Written task:
Reproduce all of the following data verbatim, from the first line through the last.

Extracted entries:

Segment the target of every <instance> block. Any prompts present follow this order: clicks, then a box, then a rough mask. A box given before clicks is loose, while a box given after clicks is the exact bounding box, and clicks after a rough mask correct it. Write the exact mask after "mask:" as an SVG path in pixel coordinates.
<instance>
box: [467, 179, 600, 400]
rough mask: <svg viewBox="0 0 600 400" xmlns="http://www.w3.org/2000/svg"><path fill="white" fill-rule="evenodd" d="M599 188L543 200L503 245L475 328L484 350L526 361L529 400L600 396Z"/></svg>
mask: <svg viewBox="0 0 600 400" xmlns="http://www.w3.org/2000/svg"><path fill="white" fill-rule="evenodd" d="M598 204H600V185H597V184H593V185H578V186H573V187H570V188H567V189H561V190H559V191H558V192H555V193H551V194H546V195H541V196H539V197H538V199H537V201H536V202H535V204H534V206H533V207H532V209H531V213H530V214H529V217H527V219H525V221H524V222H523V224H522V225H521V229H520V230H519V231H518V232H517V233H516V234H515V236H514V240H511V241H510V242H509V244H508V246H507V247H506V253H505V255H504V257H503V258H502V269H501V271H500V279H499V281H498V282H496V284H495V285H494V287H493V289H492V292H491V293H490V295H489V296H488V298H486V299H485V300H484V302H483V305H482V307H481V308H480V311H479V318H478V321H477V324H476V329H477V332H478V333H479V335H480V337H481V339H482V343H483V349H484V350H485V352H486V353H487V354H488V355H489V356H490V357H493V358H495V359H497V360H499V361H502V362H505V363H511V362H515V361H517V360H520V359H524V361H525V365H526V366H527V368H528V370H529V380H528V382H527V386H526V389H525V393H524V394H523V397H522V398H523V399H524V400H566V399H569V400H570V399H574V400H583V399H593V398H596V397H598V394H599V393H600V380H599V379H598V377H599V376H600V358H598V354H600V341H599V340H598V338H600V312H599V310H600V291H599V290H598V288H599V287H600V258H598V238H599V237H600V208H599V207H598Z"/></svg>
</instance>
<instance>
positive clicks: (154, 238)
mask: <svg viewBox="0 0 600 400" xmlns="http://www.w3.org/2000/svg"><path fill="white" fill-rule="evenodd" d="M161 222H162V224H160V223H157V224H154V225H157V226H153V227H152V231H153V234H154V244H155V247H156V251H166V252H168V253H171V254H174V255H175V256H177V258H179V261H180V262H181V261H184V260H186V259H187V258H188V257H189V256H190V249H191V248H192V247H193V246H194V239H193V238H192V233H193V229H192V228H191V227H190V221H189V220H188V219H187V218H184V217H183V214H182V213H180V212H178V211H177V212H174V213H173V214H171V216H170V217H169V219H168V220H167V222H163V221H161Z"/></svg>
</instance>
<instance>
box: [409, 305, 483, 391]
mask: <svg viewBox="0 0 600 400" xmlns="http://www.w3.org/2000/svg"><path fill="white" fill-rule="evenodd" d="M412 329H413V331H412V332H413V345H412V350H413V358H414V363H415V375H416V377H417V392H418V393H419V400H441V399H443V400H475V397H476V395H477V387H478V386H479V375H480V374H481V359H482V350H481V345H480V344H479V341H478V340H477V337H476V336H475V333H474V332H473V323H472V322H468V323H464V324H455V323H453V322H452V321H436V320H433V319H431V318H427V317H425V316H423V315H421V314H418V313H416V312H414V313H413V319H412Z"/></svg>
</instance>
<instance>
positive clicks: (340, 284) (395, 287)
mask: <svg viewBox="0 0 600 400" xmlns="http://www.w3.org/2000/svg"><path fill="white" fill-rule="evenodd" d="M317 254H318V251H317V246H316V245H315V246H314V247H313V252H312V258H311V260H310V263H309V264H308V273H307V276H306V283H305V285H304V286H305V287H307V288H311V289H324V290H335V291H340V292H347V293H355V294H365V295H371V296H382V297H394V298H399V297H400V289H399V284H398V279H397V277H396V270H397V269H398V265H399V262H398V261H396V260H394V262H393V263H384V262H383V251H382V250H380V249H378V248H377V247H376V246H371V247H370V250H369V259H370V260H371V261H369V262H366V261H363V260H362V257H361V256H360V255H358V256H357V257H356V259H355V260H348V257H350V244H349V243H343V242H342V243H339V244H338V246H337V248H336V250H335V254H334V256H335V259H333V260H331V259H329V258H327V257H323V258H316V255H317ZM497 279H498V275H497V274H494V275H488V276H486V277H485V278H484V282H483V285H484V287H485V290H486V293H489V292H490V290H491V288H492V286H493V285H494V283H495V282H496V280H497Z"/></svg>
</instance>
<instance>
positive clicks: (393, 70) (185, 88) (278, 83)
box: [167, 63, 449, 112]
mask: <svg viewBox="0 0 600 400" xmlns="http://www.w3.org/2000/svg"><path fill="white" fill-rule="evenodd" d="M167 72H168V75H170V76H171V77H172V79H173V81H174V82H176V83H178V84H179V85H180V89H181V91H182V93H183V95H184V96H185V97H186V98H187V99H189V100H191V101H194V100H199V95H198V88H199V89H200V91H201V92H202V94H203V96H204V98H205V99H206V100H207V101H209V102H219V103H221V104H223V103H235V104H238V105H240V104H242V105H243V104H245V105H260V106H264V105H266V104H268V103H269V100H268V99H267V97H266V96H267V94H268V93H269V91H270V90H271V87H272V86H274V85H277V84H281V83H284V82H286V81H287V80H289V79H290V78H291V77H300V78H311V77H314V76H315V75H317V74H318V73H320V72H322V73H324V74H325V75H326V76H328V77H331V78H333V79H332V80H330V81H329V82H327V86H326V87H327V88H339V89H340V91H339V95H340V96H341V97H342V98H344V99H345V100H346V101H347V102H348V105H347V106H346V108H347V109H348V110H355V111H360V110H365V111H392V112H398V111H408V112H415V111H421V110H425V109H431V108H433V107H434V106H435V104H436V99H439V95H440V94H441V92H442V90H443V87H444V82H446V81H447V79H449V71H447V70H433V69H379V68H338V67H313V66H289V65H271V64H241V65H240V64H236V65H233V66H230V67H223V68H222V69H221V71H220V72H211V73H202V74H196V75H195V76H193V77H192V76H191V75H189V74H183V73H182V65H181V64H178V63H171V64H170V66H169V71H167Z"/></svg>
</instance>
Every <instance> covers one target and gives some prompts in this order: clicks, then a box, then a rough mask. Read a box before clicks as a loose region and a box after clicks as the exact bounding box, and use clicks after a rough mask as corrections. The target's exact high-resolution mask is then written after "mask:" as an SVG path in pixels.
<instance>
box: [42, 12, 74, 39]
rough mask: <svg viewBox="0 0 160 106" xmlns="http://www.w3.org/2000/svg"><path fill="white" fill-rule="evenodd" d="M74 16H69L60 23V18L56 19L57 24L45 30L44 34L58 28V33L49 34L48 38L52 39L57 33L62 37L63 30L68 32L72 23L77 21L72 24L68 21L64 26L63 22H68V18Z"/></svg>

Task result:
Segment the target of every <instance> block. Any prompts present follow this order: clicks, then a box, then a rough mask. A box given before clicks is loose, while a box given after clicks is the exact bounding box, and clicks after a rough mask correct it. Write the exact mask after "mask:" as an SVG path in pixel coordinates.
<instance>
box: [467, 179, 600, 400]
rough mask: <svg viewBox="0 0 600 400" xmlns="http://www.w3.org/2000/svg"><path fill="white" fill-rule="evenodd" d="M599 188L543 200L503 245L475 328L484 350L526 361L529 400L600 396Z"/></svg>
mask: <svg viewBox="0 0 600 400" xmlns="http://www.w3.org/2000/svg"><path fill="white" fill-rule="evenodd" d="M598 204H600V185H597V184H593V185H578V186H573V187H570V188H567V189H561V190H559V191H558V192H555V193H551V194H546V195H541V196H539V197H538V199H537V201H536V202H535V204H534V206H533V207H532V209H531V213H530V214H529V217H527V219H525V221H524V222H523V224H522V225H521V229H520V230H519V231H518V232H517V233H516V234H515V236H514V240H511V241H510V242H509V244H508V246H507V247H506V253H505V255H504V257H503V258H502V269H501V271H500V279H499V281H498V282H496V284H495V285H494V287H493V289H492V292H491V293H490V295H489V296H488V298H486V299H485V300H484V302H483V305H482V307H481V308H480V311H479V318H478V321H477V324H476V329H477V332H478V333H479V335H480V337H481V339H482V343H483V349H484V350H485V352H486V353H487V354H488V355H489V356H490V357H493V358H495V359H497V360H499V361H502V362H505V363H511V362H515V361H517V360H520V359H524V361H525V365H526V366H527V368H528V370H529V380H528V382H527V386H526V389H525V393H524V394H523V397H522V398H523V399H524V400H566V399H569V400H570V399H574V400H583V399H593V398H596V397H598V394H599V393H600V380H599V379H598V377H599V376H600V358H598V354H600V341H599V340H598V338H600V312H599V310H600V291H599V290H598V288H599V287H600V258H598V238H599V237H600V208H599V207H598Z"/></svg>
</instance>
<instance>
positive clicks: (154, 238)
mask: <svg viewBox="0 0 600 400" xmlns="http://www.w3.org/2000/svg"><path fill="white" fill-rule="evenodd" d="M161 222H162V224H160V223H157V224H154V225H157V226H153V227H152V231H153V234H154V244H155V247H156V251H166V252H168V253H171V254H174V255H175V256H177V258H179V261H180V262H181V261H184V260H186V259H187V258H188V257H189V256H190V249H191V248H192V247H193V246H194V239H193V238H192V233H193V229H192V228H191V227H190V221H189V220H188V219H187V218H184V217H183V214H182V213H180V212H178V211H177V212H174V213H173V214H171V216H170V217H169V219H168V220H167V222H163V221H161Z"/></svg>
</instance>
<instance>
box: [409, 305, 483, 391]
mask: <svg viewBox="0 0 600 400" xmlns="http://www.w3.org/2000/svg"><path fill="white" fill-rule="evenodd" d="M412 329H413V331H412V332H413V345H412V350H413V358H414V363H415V375H416V377H417V392H418V393H419V400H441V399H443V400H475V397H476V395H477V387H478V386H479V375H480V374H481V359H482V350H481V345H480V344H479V341H478V340H477V337H476V336H475V333H474V332H473V323H472V322H468V323H464V324H455V323H453V322H452V321H436V320H433V319H431V318H427V317H425V316H423V315H421V314H418V313H416V312H414V313H413V319H412Z"/></svg>
</instance>
<instance>
positive clicks: (340, 284) (395, 287)
mask: <svg viewBox="0 0 600 400" xmlns="http://www.w3.org/2000/svg"><path fill="white" fill-rule="evenodd" d="M317 254H318V251H317V246H316V245H315V246H314V247H313V252H312V258H311V260H310V263H309V264H308V273H307V276H306V283H305V285H304V286H305V287H307V288H311V289H324V290H335V291H340V292H347V293H355V294H365V295H371V296H382V297H394V298H399V297H400V289H399V284H398V279H397V277H396V270H397V269H398V265H399V262H398V261H396V260H394V262H393V263H384V262H383V251H382V250H380V249H378V248H377V247H376V246H371V247H370V250H369V259H370V260H371V261H369V262H366V261H363V260H362V257H361V256H360V255H358V256H357V257H356V259H355V260H348V257H350V244H349V243H343V242H342V243H339V244H338V246H337V248H336V250H335V254H334V256H335V259H333V260H331V259H329V258H327V257H323V258H316V255H317ZM497 279H498V275H497V274H494V275H488V276H486V277H485V278H484V282H483V285H484V287H485V290H486V293H489V292H490V290H491V288H492V286H493V285H494V283H495V282H496V280H497Z"/></svg>
</instance>
<instance>
positive clicks: (393, 70) (185, 88) (278, 83)
box: [167, 63, 449, 112]
mask: <svg viewBox="0 0 600 400" xmlns="http://www.w3.org/2000/svg"><path fill="white" fill-rule="evenodd" d="M167 72H168V75H170V76H171V77H172V79H173V81H174V82H176V83H178V84H179V85H180V89H181V91H182V93H183V95H184V96H185V97H186V98H187V99H189V100H191V101H194V100H199V95H198V88H199V89H200V91H201V92H202V94H203V96H204V98H205V99H206V100H207V101H209V102H219V103H221V104H223V103H235V104H238V105H240V104H242V105H243V104H245V105H260V106H264V105H266V104H268V103H269V100H268V99H267V97H266V96H267V94H268V93H269V91H270V90H271V87H272V86H274V85H277V84H281V83H284V82H286V81H287V80H289V79H290V78H291V77H300V78H311V77H314V76H315V75H317V74H318V73H320V72H322V73H324V74H325V75H326V76H328V77H331V78H333V79H332V80H330V81H329V82H327V86H326V87H327V88H339V89H340V91H339V95H340V96H341V97H342V98H344V99H345V100H346V101H347V102H348V105H347V106H346V108H347V109H348V110H355V111H360V110H365V111H392V112H398V111H408V112H415V111H421V110H425V109H431V108H433V107H434V106H435V104H436V99H439V95H440V94H441V92H442V90H443V87H444V82H446V81H447V79H449V71H447V70H433V69H379V68H338V67H313V66H289V65H271V64H241V65H240V64H236V65H233V66H230V67H223V68H222V69H221V71H220V72H211V73H202V74H196V75H195V76H193V77H192V76H191V75H189V74H183V73H182V65H181V64H178V63H171V64H170V66H169V71H167Z"/></svg>
</instance>
Every <instance> covers one target and gives some prompts in this order: clicks, then a box, then a rough mask. Read a box before clicks as a loose region and a box after clicks as the exact bounding box, and use clicks after a rough mask as corrections. The target's exact high-resolution mask is then written after "mask:" as an SVG path in pixels.
<instance>
box: [42, 12, 74, 39]
rough mask: <svg viewBox="0 0 160 106" xmlns="http://www.w3.org/2000/svg"><path fill="white" fill-rule="evenodd" d="M74 16H69L60 23V18L56 19L57 24L45 30L44 34L58 28V33L49 34L48 38L52 39L57 33L62 37L63 30L68 32L72 23L77 21L72 24L68 21L64 26L63 22H68V18Z"/></svg>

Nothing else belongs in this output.